- Given request: In the serial patch thread, which file does the patch change, and how many lines does it delete?
___ Text section ___
2023-08-11 07:16:23

by Jiri Slaby

[permalink] [raw]
Subject: [PATCH] serial: 8250: drop lockdep annotation from serial8250_clear_IER()

The port lock is not always held when calling serial8250_clear_IER().
When an oops is in progress, the lock is tried to be taken and when it
is not, a warning is issued:
WARNING: CPU: 0 PID: 1 at drivers/tty/serial/8250/8250_port.c:707 +0x57/0x60
Modules linked in:
CPU: 0 PID: 1 Comm: init Not tainted 6.5.0-rc5-1.g225bfb7-default+ #774 00f1be860db663ed29479b8255d3b01ab1135bd3
Hardware name: QEMU Standard PC ...
RIP: 0010:serial8250_clear_IER+0x57/0x60
...
Call Trace:
<TASK>
serial8250_console_write+0x9e/0x4b0
console_flush_all+0x217/0x5f0
...

Therefore, remove the annotation as it doesn't hold for all invocations.

The other option would be to make the lockdep test conditional on
'oops_in_progress' or pass 'locked' from serial8250_console_write(). I
don't think, that is worth it.

Signed-off-by: Jiri Slaby (SUSE) <[email protected]>
Reported-by: Vlastimil Babka <[email protected]>
Cc: John Ogness <[email protected]>
Fixes: d0b309a5d3f4 (serial: 8250: synchronize and annotate UART_IER access)
---
drivers/tty/serial/8250/8250_port.c | 3 ---
1 file changed, 3 deletions(-)

diff --git a/drivers/tty/serial/8250/8250_port.c b/drivers/tty/serial/8250/8250_port.c
index ecfdc4534123..f59328e1c35d 100644
--- a/drivers/tty/serial/8250/8250_port.c
+++ b/drivers/tty/serial/8250/8250_port.c
@@ -703,9 +703,6 @@ static void serial8250_set_sleep(struct uart_8250_port *p, int sleep)

static void serial8250_clear_IER(struct uart_8250_port *up)
{
- /* Port locked to synchronize UART_IER access against the console. */
- lockdep_assert_held_once(&up->port.lock);
-
if (up->capabilities & UART_CAP_UUE)
serial_out(up, UART_IER, UART_IER_UUE);
else
--
2.41.0



2023-08-14 06:40:41

by Jiri Slaby

[permalink] [raw]
Subject: Re: [PATCH] serial: 8250: drop lockdep annotation from serial8250_clear_IER()

On 14. 08. 23, 8:15, John Ogness wrote:
> On 2023-08-11, "Jiri Slaby (SUSE)" <[email protected]> wrote:
>> The port lock is not always held when calling serial8250_clear_IER().
>> When an oops is in progress, the lock is tried to be taken and when it
>> is not, a warning is issued:
>
> Yes, and that is a potential deadlock. The warning is correct.

Could you elaborate on how can not-taking a lock be a potential deadlock?

>> Therefore, remove the annotation as it doesn't hold for all invocations.
___ Material ___
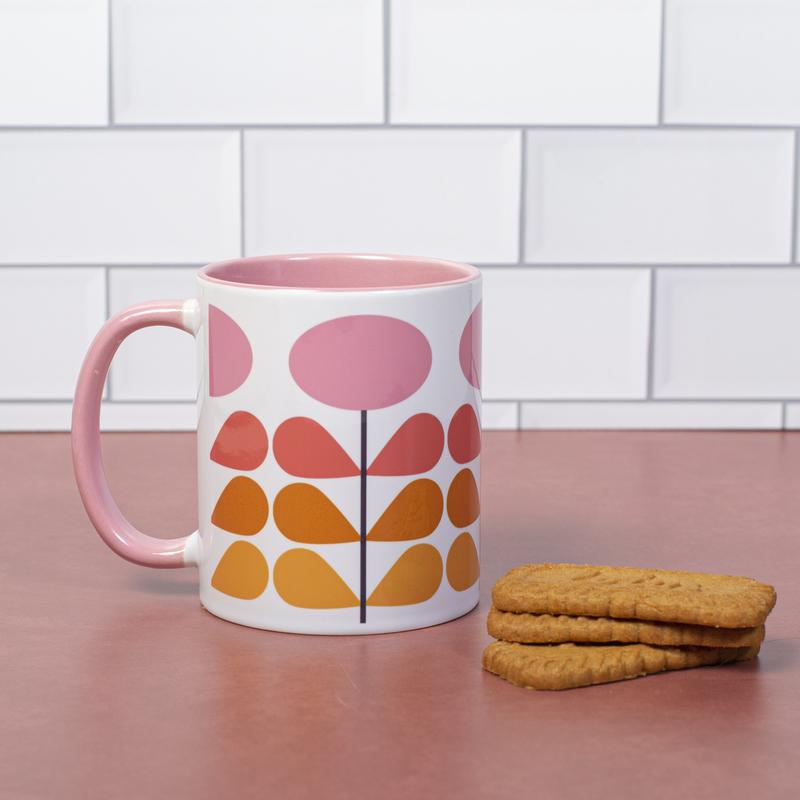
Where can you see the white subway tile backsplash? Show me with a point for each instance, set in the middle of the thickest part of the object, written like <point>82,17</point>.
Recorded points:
___
- Expected output: It changes drivers/tty/serial/8250/8250_port.c and deletes 3 lines.